Stored records:
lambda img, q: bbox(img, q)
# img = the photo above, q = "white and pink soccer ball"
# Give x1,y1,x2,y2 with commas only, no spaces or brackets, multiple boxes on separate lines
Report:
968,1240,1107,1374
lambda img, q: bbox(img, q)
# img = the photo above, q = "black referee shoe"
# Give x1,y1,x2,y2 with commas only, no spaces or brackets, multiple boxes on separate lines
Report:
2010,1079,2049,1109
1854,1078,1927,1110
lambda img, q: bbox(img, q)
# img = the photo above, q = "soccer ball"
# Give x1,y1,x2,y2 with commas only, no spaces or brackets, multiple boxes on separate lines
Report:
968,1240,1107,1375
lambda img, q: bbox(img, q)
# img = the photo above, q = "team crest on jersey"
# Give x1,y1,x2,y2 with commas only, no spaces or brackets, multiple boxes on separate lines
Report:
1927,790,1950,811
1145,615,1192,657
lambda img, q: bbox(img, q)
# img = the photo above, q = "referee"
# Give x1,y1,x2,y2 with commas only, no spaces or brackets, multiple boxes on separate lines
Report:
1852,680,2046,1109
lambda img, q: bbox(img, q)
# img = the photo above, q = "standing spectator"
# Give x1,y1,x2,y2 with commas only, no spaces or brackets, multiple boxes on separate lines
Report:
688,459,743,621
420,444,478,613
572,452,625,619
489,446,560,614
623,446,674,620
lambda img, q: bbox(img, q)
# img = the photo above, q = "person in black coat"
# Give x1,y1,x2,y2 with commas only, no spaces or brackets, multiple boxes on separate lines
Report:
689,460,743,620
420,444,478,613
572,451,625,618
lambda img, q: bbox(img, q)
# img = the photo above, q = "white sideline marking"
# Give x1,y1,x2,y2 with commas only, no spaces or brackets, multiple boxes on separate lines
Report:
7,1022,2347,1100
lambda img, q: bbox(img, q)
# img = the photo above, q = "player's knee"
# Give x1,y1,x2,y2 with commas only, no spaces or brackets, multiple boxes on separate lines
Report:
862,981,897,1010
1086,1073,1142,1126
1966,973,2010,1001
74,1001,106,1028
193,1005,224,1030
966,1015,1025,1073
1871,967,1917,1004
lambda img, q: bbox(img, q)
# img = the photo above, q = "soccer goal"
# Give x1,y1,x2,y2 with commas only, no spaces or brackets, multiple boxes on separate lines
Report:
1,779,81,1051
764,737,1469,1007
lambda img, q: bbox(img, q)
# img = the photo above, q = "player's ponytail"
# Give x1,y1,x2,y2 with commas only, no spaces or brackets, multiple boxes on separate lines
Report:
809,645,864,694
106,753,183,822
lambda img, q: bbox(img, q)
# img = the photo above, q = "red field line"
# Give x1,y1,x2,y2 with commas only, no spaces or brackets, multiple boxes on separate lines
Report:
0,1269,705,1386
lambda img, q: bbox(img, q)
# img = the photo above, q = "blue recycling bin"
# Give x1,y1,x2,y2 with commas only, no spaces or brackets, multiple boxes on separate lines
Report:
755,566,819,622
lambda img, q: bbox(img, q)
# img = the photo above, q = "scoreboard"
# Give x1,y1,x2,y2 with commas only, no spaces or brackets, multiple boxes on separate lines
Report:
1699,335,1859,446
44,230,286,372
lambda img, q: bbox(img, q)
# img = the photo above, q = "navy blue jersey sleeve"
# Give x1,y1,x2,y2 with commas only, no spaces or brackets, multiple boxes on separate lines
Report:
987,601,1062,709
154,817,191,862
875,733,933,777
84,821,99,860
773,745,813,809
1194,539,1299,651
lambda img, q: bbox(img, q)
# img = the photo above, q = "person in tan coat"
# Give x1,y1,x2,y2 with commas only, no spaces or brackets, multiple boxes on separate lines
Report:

Task directions
Transcribe, in full, each record that appears above.

Exercise solution
lambda img, q: bbox(img, q)
# img = the photo above, q = "white and pink soccer ball"
# Give x1,y1,x2,y2 with commas only, no spaces or brackets, multiple boxes on separate lines
Report:
968,1240,1107,1374
lambda img, q: bbox(img, q)
# img = the photo above, q = "black referee shoe"
# Give x1,y1,x2,y2 with commas only, no spaces or brackets, multiple boxes on separate lines
Report:
2010,1079,2049,1109
1854,1078,1927,1110
lambda img, q: bbox(img, q)
# img = the photo above, q = "soccer ball"
# Give x1,y1,x2,y2 with commas only, no spaces or brackets, multiple boxes on separate lines
Report:
968,1240,1107,1375
lambda img, q: bbox(img, q)
# img = the photo above, q = "team crest on jersey"
# Give x1,y1,x2,y2 with commas only, no spaces or brackets, multiple boxes on separate lines
Report:
1927,790,1950,811
1145,615,1192,657
lambda img, q: bbox(img, q)
# img = the photo above, q = "referee"
# Give x1,y1,x2,y2 with commas only, no spaces or brackets, multiple boxes on separate lines
Report:
1852,680,2046,1109
lambda img, q: bbox(img, q)
# img = the photo above, q = "standing spectator"
# Give x1,y1,x2,y2 with commas only, no spaces or brackets, multiple boxes on separate lines
Report:
688,459,743,621
420,444,478,613
572,452,625,619
489,446,560,614
623,446,674,620
lambda img, q: bbox(img, q)
# img = the photo above, q = "person in black coat"
# Give x1,y1,x2,y2 with commas only, no spaces or brackets, multiple boxes on separate lines
Report:
689,460,743,620
420,444,478,613
572,451,625,618
lambda img, q: bbox(img, q)
# img = the photo above, q = "white sideline marking"
# Give x1,y1,x2,y2 with commas only, no spaces or brackets, multiple boxes on separate lines
Report:
7,1022,2347,1100
lambda img, q: bbox(img, q)
# img = the photo above, q = "player's knee"
# Give x1,y1,x2,y2 with commas only, no spaces or brackets, multiple boxes on separate lines
Report:
862,981,897,1010
1086,1073,1142,1126
1966,973,2010,1001
74,1001,106,1028
193,1005,224,1030
966,1015,1025,1073
1871,967,1917,1004
lambda img, q: bbox(img, q)
# img = the photo above, q = "soccer goal"
# Give x1,y1,x2,y2 with commas only, no spaces or brackets, multiple boxes on separate lines
Report:
1,779,81,1051
764,737,1469,1007
lambda img, q: bbox(img, q)
# img = the photo above, q = "player's ponytail"
# Give x1,y1,x2,y2 with commas only, no spaces or brackets, multiple boxes on separate lines
Report:
809,645,864,694
106,753,183,822
lambda img, q: bbox(img, q)
# img = the photo above, q = "red field line"
# Give x1,y1,x2,y2 with commas only, no spaces or brackets, multiple boxes on separate lines
Report:
0,1269,705,1386
lambda img, q: bbox(img, q)
# img = the photo above, q = "blue recycling bin"
# Give x1,y1,x2,y2 with commas only, no spaces or brackets, multiple boxes on separate lines
Report:
755,566,819,622
lambda img, q: bbox(img, q)
# img = the photo above, q = "scoreboard"
# Give x1,y1,x2,y2 with commas only, no spaces or brackets, multiple boxes on separate lines
Report:
1699,335,1859,446
44,230,286,372
lambda img, q: bbox(img, q)
# img = the photo above, q = "navy blue jersey sleeve"
# Give x1,y1,x2,y2 with commas only, no spaces or brackets, multiple boxes on separate lines
Report:
987,601,1062,709
154,817,191,862
875,733,933,777
84,821,99,860
773,745,813,809
1194,539,1299,651
lambda img, q: bbox(img, q)
# img = the photo above, q = "person in tan coat"
# Give x1,y1,x2,y2 with commas only, no spaces or brackets, multiple boxes on separate lines
Report:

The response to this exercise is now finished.